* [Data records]
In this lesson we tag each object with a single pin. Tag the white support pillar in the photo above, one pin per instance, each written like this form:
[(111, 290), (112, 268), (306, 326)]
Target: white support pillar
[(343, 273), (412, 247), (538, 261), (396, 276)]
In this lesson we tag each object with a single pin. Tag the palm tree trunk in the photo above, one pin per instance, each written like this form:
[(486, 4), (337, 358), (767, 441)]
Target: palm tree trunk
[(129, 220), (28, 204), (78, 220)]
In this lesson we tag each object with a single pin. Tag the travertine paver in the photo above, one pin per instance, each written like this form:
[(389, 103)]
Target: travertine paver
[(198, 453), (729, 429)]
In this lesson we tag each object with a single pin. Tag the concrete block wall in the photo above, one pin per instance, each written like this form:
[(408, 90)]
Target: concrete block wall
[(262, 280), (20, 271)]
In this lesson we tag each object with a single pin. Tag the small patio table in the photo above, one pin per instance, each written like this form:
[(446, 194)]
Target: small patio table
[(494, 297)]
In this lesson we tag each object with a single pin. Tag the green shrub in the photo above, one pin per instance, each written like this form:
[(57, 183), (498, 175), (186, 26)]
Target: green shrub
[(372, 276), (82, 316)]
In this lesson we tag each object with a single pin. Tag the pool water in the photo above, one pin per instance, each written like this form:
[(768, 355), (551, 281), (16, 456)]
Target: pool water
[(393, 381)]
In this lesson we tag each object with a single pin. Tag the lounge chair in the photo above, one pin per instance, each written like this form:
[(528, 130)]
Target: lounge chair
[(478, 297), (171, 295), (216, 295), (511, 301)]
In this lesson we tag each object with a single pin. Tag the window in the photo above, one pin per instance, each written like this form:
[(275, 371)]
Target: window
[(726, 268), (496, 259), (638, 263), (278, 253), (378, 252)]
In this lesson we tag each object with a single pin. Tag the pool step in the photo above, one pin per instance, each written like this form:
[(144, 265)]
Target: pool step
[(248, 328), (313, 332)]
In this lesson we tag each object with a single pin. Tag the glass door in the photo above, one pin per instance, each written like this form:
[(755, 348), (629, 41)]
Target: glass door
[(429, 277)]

--

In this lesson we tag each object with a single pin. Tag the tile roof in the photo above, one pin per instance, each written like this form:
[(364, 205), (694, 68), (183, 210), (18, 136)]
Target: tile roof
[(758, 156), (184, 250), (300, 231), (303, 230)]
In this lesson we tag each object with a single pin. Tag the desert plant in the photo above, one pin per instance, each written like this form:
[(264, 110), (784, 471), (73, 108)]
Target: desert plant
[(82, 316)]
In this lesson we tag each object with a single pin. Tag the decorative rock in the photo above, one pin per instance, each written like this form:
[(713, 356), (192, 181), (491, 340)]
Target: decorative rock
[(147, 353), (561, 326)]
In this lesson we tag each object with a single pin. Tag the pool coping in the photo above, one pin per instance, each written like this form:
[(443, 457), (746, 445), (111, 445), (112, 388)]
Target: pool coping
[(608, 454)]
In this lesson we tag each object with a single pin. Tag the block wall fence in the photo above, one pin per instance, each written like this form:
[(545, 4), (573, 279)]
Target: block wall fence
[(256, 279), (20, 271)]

* [Task prompt] Render the part that opens with the line containing "Tag the white" and closes with the line containing "[(129, 220), (28, 204), (78, 220)]", both ends included, as a JSON list of strings with one string per line and any blank lines left out.

* [Correct result]
[
  "In this lesson we tag each object with a single pin. Tag the white support pillar in the photo above, one pin per instance, each written like this form:",
  "[(111, 290), (112, 268), (306, 326)]",
  "Target: white support pillar",
  "[(343, 273), (412, 247), (538, 261), (396, 276)]",
  "In this lesson we tag each object with a single pin. Tag the palm tree trunk in the photo above, one pin per instance, each written like this form:",
  "[(486, 4), (337, 358), (767, 441)]",
  "Target: palm tree trunk",
  "[(129, 220), (28, 204), (78, 220)]"
]